◆ Input rows ◆

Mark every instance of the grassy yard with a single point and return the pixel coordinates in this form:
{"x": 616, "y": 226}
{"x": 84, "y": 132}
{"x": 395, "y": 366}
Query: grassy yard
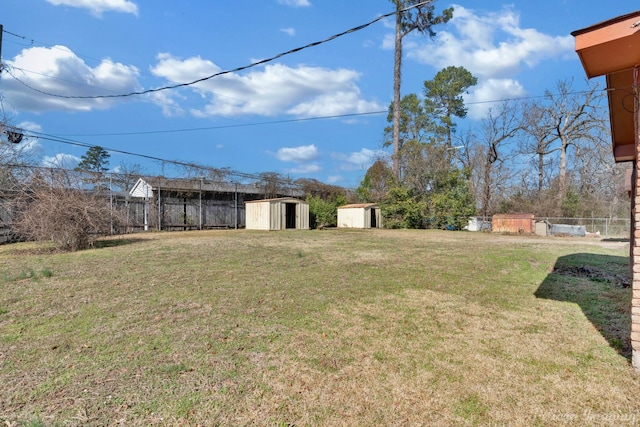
{"x": 313, "y": 328}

◆ Set exercise ◆
Copy the entry above line for line, leaving out the picture.

◆ Problem solution ◆
Mark every instance of the grassy yard with a single point and return the pixel coordinates in this form:
{"x": 616, "y": 226}
{"x": 84, "y": 132}
{"x": 395, "y": 366}
Query: grassy yard
{"x": 313, "y": 328}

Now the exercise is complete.